▸ ИСХОДНЫЙ ТЕКСТ
• • •

На другой день после этого я уже навеки перестал ржать […] Весь свет изменился в моих глазах. Ничто мне не стало мило, я углубился в себя и стал размышлять. […] Во мне сделался решительный переворот […] Я задумывался над несправедливостью людей, я задумывался о непостоянстве […] любви […] Я никак не мог понять, что такое значило то, что меня называли собственностью человека[312].
Но даже кастрация не спасает от разлитой в мире сексуальности: силы мерина подорваны любовью, правда не его собственной, а его хозяина-развратника. В Холстомере Толстой относится к кастрации с неразрешимой амбивалентностью. Из сочиненной им фабулы как будто следует, что кастрация – благо: если бы Холстомера не выхолостили, он вряд ли пришел бы к своим моральным прозрениям. На этом основан центральный для повести контраст мерина с его хозяином, развратником Серпуховским (чья фамилия, происходя от ‘серпа’, еще раз отсылает к мотиву кастрации). Оба были сильны в молодости, больны и дряхлы в старости; но кастрат жил и умер достойно, а «бывший блестящий богач-красавец» был только «затруднением для людей». Похоже, если бы в юности оскопили Серпуховского, ему и другим было бы лучше. Сама кастрация представляется Толстому как нечто злое, но ее последствия скорее добрые и для героя, и для автора с читателем. Только благодаря кастрации этого коня мы имеем необыкновенный нарратив, любимый читателями и исследователями. Холстомер был одним из главных примеров ‘остранения’ в формальной школе, и он дает повод задуматься над внутренней связью этого процесса с кастрацией. Остранение лишает желания текст; кастрация лишает желания тело. В обоих случаях, однако, что-то приходит взамен.

• • •

▸ СТРОКИ

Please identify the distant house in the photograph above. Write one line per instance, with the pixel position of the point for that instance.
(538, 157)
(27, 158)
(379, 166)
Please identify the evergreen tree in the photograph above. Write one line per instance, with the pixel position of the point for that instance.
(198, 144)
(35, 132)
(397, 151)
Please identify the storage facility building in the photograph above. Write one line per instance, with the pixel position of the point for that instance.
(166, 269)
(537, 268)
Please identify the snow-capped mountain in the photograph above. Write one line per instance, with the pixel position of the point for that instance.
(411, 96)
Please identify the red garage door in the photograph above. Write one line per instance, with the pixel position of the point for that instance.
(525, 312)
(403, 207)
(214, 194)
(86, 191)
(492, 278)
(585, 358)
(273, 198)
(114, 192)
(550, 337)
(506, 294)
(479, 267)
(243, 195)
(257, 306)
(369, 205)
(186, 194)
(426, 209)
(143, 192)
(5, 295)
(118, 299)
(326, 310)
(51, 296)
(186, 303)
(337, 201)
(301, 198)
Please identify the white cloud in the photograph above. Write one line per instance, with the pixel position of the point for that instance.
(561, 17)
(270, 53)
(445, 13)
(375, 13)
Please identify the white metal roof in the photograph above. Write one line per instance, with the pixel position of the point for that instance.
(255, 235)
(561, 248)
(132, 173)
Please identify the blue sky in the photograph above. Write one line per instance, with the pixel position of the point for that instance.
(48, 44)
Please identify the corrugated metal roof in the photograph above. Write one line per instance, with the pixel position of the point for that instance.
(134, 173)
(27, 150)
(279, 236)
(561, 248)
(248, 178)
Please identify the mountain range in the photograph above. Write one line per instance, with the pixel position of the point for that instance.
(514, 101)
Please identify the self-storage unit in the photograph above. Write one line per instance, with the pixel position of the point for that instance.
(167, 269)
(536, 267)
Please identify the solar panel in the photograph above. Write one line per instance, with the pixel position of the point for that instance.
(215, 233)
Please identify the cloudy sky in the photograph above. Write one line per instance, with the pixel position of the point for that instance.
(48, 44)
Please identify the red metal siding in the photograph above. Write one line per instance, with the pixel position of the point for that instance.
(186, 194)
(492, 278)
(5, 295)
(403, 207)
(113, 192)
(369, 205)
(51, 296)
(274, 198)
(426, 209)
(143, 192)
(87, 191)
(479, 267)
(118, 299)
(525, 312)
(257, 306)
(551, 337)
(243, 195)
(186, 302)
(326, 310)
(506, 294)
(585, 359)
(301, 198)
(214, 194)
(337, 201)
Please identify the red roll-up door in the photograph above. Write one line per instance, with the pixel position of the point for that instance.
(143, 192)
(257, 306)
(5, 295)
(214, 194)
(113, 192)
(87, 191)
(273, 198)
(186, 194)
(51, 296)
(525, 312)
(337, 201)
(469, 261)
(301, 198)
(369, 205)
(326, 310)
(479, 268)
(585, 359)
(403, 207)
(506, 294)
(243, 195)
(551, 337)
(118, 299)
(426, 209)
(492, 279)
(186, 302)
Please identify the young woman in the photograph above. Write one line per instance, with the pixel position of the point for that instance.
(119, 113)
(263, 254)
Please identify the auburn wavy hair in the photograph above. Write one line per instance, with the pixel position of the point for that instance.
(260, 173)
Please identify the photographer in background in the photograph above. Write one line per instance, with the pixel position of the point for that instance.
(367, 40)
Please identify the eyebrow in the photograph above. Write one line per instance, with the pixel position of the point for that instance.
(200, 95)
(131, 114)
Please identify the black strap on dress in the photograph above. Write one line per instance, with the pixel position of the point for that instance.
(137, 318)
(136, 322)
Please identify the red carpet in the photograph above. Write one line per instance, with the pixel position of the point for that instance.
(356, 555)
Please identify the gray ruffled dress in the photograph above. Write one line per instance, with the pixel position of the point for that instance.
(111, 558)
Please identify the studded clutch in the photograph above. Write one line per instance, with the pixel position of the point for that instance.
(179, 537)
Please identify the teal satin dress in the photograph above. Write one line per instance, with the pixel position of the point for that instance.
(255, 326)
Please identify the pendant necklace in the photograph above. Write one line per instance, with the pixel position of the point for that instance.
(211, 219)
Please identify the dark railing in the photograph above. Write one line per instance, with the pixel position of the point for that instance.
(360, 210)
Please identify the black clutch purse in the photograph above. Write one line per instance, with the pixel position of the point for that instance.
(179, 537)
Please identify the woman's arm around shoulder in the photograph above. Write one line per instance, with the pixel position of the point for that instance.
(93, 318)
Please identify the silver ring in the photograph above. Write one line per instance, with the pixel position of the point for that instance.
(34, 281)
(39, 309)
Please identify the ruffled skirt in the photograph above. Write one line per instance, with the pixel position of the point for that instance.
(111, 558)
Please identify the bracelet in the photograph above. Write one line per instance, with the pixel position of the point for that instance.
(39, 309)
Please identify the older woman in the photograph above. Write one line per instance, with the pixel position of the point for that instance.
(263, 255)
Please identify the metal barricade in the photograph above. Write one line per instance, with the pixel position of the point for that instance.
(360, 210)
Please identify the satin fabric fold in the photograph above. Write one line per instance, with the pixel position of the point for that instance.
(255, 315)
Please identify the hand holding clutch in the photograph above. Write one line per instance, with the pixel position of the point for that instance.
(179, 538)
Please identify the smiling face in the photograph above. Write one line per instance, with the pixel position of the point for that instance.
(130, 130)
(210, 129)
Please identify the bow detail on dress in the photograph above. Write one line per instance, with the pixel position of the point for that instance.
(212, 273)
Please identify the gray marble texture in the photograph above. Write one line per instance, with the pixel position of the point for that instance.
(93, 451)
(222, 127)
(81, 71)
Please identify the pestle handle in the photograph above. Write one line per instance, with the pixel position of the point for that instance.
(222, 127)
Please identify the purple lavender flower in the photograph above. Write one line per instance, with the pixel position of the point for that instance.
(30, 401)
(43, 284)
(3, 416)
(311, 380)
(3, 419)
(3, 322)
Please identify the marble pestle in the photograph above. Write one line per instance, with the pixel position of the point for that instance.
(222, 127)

• • •

▸ ЗАДАНИЯ К УПРАЖНЕНИЮ
1) Ответьте на вопросы по отрывку о «Холстомере»:
(а) Что, по словам рассказчика, он перестал делать навеки на другой день?
(б) От какого слова, согласно отрывку, происходит фамилия Серпуховского?
(в) Одним из главных примеров чего был «Холстомер» в формальной школе?
2) Перечислите все имена и фамилии, которые встречаются в отрывке о «Холстомере».
3) Перепишите часть отрывка о «Холстомере», начиная со слов «На другой день» и далее до слов «называли собственностью человека[312].». Замените при этом «свет» на «мир».

▸ ПОЛНЫЕ РЕШЕНИЯ
1)
(а) Ржать.
(б) От слова «серп».
(в) Остранения.

2) Толстой, Холстомер, Серпуховской.

3)
На другой день после этого я уже навеки перестал ржать […] Весь мир изменился в моих глазах. Ничто мне не стало мило, я углубился в себя и стал размышлять. […] Во мне сделался решительный переворот […] Я задумывался над несправедливостью людей, я задумывался о непостоянстве […] любви […] Я никак не мог понять, что такое значило то, что меня называли собственностью человека[312].